[Start of section]

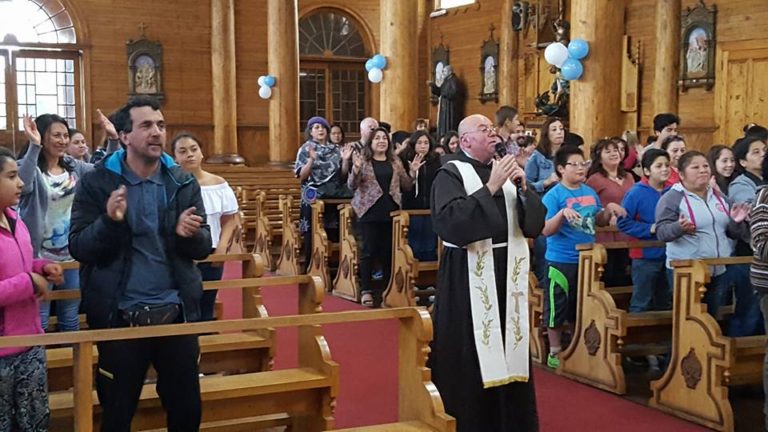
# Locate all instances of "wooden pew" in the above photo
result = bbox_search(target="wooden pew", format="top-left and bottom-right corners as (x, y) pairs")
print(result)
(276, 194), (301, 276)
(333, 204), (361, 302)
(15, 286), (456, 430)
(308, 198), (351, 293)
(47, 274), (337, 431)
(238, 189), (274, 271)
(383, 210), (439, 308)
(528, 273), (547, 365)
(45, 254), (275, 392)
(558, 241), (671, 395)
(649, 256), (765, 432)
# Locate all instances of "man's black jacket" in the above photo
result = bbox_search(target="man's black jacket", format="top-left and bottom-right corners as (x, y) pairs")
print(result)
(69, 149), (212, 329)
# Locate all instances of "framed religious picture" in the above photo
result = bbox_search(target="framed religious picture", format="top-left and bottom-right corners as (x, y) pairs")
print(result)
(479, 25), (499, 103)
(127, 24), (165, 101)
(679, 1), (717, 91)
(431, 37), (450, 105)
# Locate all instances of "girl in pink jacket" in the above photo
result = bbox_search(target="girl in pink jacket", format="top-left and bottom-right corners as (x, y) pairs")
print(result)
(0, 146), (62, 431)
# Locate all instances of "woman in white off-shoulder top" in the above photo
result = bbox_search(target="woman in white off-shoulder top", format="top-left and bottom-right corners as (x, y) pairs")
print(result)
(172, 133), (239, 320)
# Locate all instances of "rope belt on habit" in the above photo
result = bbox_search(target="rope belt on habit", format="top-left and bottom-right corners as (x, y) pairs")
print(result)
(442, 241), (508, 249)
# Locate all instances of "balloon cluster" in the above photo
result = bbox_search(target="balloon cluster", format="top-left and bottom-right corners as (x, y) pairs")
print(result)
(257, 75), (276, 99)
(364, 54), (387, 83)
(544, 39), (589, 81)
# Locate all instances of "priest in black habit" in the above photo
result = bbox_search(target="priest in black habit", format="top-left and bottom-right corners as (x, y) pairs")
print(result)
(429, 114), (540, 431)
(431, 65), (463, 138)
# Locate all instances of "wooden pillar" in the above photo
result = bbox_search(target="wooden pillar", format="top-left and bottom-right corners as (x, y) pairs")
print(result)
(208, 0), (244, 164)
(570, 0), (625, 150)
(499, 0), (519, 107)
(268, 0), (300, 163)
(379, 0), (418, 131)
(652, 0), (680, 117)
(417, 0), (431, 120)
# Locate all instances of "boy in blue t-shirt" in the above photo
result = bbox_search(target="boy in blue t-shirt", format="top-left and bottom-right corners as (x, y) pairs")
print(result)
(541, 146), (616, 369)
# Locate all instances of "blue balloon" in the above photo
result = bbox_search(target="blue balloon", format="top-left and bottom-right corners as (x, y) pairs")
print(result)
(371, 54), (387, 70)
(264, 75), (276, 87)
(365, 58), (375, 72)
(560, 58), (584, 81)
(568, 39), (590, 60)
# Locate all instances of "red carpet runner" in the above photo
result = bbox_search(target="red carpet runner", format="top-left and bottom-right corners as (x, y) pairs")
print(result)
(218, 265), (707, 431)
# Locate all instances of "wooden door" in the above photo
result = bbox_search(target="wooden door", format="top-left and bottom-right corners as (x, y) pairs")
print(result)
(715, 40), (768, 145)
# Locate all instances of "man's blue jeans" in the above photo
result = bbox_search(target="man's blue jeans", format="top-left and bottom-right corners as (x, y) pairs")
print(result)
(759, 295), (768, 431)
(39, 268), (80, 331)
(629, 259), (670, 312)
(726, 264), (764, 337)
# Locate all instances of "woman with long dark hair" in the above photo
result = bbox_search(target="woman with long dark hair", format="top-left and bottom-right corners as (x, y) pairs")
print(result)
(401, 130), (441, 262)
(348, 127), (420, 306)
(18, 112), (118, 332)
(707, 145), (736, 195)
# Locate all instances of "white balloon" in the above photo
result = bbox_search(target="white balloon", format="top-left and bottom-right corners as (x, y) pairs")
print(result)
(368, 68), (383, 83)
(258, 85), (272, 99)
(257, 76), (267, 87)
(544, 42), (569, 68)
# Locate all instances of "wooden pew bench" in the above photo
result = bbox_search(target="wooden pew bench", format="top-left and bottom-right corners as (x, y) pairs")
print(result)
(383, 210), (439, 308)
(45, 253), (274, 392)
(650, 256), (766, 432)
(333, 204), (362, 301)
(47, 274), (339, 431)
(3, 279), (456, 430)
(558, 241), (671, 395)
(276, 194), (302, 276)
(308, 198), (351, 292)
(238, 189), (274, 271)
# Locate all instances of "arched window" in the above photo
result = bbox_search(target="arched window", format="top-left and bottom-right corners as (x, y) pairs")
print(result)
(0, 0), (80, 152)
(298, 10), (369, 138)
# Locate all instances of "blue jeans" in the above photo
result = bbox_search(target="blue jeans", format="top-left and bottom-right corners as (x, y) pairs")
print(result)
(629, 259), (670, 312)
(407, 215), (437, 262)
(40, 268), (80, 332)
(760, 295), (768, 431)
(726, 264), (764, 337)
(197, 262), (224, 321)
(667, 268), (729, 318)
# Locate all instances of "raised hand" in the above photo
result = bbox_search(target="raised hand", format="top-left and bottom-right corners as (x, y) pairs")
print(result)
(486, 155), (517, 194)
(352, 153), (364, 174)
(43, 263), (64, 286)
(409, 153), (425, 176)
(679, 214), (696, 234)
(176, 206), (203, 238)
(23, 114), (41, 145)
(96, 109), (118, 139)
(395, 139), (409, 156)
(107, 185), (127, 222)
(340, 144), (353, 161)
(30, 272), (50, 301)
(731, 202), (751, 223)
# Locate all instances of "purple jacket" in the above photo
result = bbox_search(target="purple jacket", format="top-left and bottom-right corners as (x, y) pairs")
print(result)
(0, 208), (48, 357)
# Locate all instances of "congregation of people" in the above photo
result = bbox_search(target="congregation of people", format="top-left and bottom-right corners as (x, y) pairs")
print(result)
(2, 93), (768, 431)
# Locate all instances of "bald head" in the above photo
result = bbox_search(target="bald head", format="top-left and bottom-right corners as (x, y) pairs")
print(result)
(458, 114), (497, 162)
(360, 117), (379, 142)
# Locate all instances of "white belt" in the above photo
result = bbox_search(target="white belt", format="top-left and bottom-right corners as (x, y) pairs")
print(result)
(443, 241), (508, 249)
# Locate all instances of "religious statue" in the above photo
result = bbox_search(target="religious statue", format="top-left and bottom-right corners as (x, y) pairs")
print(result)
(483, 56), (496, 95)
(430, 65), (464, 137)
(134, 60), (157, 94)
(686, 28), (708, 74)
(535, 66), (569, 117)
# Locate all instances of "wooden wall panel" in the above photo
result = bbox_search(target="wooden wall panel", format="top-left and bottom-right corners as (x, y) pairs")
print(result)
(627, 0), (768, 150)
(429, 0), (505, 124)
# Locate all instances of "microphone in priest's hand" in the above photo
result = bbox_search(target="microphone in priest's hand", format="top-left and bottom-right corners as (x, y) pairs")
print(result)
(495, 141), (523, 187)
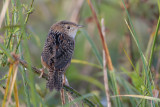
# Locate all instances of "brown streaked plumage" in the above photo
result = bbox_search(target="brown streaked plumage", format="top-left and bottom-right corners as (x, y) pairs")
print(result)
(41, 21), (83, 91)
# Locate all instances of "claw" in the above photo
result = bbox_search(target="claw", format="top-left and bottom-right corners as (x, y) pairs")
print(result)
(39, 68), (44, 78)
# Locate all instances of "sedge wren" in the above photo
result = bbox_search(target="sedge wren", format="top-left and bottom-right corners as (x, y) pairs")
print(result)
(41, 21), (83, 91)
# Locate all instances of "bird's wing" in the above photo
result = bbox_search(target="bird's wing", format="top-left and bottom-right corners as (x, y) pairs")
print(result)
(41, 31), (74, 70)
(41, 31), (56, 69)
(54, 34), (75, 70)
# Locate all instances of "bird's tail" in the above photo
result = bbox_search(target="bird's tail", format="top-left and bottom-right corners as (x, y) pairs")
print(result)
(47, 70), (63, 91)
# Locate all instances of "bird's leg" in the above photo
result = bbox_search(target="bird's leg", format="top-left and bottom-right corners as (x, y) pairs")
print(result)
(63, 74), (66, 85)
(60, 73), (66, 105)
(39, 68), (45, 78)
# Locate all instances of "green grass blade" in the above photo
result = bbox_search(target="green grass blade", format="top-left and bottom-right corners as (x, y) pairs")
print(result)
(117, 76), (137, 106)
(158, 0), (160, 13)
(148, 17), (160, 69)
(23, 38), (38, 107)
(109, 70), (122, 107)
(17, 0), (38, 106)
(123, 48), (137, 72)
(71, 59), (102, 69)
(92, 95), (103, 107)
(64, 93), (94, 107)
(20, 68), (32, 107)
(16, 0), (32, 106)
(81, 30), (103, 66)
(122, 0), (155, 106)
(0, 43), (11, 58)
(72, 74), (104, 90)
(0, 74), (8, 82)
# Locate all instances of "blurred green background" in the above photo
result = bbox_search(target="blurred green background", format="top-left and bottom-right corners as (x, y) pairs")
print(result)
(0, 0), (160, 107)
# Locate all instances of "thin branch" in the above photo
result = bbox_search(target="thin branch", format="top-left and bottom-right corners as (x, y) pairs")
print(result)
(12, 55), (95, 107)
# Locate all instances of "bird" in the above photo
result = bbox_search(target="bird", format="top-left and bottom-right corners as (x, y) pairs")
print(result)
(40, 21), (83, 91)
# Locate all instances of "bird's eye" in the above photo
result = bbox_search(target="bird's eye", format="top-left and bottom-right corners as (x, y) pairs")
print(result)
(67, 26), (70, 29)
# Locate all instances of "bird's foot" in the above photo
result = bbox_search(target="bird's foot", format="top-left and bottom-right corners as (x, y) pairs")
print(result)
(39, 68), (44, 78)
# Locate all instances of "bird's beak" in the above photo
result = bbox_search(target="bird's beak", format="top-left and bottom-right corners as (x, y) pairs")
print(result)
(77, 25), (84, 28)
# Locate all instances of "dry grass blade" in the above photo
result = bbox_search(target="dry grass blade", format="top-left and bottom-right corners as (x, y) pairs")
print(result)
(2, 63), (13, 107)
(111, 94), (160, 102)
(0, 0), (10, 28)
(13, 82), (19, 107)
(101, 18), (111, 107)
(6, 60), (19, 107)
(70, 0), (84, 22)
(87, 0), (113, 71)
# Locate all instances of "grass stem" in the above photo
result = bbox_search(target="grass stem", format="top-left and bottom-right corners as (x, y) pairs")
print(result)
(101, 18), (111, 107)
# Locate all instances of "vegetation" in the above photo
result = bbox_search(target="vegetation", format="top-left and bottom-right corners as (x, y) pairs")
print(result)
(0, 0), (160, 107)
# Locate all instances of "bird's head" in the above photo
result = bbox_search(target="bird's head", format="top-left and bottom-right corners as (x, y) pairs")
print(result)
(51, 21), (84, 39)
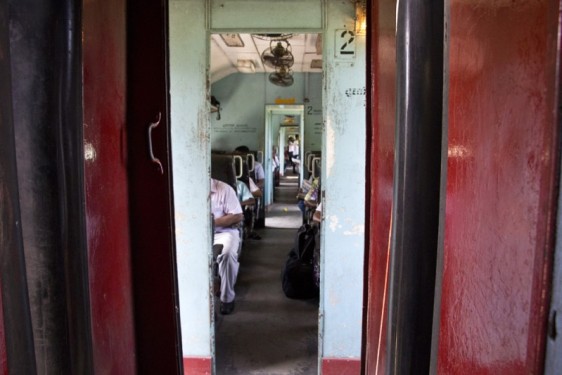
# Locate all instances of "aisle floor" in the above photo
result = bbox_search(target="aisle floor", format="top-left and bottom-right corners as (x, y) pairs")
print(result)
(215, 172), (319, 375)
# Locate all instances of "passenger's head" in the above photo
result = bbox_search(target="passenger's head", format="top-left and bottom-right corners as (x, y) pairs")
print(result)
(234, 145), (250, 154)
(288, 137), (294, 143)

[End of section]

Your answer should be every line from the material above in which the word "door" appears.

Reply to the exercise ::
# Locate all instances of "wooden door" in the above photo
result = bbox_search(target="wooden door", format="top-left and bottom-right corners as (x, y) pairs")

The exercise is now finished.